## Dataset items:
-=-=-=-=-
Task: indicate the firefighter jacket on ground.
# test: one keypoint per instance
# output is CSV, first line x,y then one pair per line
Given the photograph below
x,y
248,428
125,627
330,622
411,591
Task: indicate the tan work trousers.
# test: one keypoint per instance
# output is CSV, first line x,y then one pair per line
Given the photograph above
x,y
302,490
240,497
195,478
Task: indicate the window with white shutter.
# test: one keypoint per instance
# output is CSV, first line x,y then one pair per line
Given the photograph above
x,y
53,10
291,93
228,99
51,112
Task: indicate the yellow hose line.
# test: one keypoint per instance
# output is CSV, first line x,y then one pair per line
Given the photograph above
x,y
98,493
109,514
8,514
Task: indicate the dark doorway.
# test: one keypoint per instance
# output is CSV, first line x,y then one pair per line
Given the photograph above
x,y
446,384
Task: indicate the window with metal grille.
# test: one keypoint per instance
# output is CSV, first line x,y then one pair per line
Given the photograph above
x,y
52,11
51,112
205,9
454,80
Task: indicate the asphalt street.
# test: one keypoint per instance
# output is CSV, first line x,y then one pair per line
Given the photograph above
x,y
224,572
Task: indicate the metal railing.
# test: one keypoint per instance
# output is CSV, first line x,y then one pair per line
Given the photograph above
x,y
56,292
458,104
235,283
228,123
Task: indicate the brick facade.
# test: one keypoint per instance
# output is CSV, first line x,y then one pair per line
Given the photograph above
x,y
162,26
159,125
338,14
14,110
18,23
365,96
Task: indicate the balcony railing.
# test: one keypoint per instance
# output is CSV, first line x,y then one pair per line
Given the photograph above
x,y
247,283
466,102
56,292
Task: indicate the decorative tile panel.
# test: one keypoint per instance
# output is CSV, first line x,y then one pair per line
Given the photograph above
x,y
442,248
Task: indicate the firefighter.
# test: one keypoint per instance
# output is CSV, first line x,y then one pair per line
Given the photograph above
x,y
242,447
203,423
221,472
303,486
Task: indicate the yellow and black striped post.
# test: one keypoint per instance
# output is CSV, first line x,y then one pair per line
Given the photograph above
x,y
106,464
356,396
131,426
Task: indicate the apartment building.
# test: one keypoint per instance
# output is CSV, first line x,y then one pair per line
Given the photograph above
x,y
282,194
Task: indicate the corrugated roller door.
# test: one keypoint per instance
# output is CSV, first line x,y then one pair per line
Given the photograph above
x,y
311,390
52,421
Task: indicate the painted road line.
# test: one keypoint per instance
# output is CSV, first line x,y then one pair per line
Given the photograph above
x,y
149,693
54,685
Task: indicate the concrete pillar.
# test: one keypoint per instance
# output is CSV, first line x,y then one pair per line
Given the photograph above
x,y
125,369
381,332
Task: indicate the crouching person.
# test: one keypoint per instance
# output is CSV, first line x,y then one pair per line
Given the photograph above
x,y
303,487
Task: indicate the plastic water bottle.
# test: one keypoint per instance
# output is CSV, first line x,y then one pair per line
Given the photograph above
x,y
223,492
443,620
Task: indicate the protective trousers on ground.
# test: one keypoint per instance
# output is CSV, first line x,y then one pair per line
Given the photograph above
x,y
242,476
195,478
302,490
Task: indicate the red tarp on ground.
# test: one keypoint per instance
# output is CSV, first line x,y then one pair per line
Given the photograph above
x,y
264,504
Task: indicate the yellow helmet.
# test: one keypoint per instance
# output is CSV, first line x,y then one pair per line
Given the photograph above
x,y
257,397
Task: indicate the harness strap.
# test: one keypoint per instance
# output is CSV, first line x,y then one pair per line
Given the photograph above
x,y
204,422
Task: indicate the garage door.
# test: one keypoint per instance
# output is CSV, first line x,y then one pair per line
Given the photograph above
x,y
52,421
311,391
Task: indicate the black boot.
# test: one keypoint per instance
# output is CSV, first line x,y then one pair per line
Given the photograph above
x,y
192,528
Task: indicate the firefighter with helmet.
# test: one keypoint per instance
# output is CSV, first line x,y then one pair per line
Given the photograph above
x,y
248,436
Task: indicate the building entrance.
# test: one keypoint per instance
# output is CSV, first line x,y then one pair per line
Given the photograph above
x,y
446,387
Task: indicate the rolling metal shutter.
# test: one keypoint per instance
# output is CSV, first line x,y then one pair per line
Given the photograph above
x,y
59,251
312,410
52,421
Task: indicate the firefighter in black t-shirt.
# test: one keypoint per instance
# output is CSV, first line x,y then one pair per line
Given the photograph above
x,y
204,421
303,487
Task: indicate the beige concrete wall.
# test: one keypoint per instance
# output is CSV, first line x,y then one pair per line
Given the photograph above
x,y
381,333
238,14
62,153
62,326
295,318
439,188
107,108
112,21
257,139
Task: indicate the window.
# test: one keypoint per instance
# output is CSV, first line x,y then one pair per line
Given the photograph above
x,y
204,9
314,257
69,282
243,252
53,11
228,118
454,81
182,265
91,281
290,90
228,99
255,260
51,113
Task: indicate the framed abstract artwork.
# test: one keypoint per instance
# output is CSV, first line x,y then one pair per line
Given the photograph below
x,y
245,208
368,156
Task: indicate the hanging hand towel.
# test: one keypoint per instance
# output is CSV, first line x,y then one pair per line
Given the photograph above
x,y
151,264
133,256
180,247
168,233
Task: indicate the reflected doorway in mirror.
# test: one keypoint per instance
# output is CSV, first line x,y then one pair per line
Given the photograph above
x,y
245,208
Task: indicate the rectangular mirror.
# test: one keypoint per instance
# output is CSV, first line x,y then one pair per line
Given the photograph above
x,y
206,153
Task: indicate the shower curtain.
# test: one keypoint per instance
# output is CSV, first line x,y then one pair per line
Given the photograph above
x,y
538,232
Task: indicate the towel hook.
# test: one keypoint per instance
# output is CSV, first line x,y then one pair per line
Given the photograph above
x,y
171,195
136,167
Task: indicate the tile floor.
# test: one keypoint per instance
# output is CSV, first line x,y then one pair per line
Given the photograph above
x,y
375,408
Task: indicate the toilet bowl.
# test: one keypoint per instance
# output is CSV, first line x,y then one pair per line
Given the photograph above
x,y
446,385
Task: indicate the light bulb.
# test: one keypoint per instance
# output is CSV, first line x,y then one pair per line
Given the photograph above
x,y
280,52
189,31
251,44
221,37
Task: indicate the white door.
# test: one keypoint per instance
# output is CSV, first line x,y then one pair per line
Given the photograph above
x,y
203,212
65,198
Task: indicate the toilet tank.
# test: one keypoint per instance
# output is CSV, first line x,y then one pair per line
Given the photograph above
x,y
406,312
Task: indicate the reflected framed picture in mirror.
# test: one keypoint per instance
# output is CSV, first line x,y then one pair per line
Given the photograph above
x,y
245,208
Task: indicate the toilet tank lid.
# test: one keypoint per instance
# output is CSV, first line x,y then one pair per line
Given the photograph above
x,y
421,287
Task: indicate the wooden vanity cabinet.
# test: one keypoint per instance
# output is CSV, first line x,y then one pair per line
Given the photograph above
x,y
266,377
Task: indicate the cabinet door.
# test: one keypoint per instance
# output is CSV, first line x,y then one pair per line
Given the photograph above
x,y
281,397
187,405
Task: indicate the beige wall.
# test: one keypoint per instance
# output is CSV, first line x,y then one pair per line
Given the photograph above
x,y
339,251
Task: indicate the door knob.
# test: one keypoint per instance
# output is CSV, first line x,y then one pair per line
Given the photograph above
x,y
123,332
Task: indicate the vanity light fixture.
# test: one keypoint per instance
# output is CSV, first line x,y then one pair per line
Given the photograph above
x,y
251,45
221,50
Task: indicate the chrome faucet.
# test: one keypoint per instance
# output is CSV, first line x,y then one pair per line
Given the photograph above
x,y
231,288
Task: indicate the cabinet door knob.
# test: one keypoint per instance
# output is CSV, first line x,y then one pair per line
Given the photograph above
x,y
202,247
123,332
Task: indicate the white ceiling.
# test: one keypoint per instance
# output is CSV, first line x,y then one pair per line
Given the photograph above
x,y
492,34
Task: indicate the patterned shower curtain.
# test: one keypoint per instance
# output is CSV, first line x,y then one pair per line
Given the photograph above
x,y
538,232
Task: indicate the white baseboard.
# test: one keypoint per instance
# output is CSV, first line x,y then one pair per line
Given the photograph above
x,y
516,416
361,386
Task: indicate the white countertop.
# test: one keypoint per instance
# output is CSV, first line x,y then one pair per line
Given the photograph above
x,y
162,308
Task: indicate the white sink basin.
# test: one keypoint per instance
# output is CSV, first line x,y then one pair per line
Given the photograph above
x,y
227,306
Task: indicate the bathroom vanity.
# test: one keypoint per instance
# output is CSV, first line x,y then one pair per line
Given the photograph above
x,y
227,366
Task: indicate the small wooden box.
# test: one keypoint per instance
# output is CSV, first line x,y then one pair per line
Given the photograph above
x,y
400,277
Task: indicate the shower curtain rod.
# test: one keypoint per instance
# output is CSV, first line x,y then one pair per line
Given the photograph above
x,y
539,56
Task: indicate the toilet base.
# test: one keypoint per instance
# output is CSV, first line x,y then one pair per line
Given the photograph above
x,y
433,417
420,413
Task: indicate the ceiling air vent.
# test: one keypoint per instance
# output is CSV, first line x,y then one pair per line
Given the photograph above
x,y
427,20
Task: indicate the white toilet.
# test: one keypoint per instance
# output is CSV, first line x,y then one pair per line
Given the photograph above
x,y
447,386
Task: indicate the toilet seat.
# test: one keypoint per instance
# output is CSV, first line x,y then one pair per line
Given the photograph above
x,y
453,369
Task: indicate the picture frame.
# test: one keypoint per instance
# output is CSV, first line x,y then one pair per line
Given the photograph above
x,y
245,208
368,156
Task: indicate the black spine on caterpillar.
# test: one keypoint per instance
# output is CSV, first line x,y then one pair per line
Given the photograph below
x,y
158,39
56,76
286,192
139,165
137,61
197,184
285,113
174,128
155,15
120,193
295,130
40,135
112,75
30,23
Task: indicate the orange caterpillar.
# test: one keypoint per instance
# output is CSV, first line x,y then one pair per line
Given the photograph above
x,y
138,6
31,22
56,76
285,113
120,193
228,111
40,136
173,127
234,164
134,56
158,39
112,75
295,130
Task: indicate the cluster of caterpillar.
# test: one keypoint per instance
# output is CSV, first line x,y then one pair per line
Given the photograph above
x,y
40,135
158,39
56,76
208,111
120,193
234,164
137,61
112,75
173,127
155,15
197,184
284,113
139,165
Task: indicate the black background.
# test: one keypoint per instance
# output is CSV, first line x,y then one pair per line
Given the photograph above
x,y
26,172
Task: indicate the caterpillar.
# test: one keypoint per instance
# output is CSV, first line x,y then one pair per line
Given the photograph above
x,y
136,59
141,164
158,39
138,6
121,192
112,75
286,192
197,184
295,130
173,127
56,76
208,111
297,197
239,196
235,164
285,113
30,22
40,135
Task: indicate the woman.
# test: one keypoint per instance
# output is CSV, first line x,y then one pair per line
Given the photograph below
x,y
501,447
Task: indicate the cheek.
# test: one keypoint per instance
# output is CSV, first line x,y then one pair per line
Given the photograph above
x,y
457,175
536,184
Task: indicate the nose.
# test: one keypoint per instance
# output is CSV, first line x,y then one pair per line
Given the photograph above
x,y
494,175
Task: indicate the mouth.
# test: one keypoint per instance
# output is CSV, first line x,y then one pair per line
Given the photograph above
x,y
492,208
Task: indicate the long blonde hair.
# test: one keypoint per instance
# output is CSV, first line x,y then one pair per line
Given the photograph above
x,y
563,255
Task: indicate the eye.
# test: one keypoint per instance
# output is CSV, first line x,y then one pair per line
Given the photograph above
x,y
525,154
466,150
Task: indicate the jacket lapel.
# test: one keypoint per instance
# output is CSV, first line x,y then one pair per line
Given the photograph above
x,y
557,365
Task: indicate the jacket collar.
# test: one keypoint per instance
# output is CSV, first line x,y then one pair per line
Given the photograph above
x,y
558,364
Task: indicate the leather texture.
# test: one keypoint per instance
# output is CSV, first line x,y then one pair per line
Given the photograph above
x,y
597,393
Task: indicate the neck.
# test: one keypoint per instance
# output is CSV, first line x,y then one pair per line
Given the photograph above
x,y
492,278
-=-=-=-=-
## Goal of the exercise:
Reproduce every line from the one containing "Task: indicate the cheek." through the final line, both included, with the requests in full. Multiply each coordinate in the answers by 1.4 and round it to a whole number, rounding halves up.

## Task answer:
Task: indicate the cheek.
# test: one keypoint per instance
# output is CSV, first line x,y then one pair per line
Given the photograph above
x,y
640,245
750,258
Task: indicate the nose.
# test: one keypoint per instance
# output is CSV, first line x,y then one pair per line
Given the photograph above
x,y
692,245
Task: indicate the mouth.
# test: one keypoint per instance
# output is CSV, first line x,y then one pair per line
Given the photograph above
x,y
689,291
Task: indicate the long blonde hair.
# test: one keypoint per instance
# output is CSV, first line x,y then one pair per line
Given the photograph above
x,y
788,357
Task: indicate the eye.
# test: one keypoint per instance
# output is CSV, first line x,y then one pair per line
Given the photograph above
x,y
735,216
652,210
Task: indicate the jacket lapel.
# test: one keypoint per instance
# output is CSV, first line x,y then one pair per line
Given the photograph above
x,y
780,511
Task: indicate the jacket collar.
# test: one keypoint per instance
# output is CSV, first line x,y then one pair per line
Given the photograph above
x,y
781,510
Task: indicate the leather texture.
# test: one keypoint per instance
# output is CSV, first line x,y then one pair per line
Given the photograph above
x,y
836,550
Task: indicate the neck.
# test: one keypoint per instance
# output is CSV, first line x,y then one pair per line
Given the photograph above
x,y
689,389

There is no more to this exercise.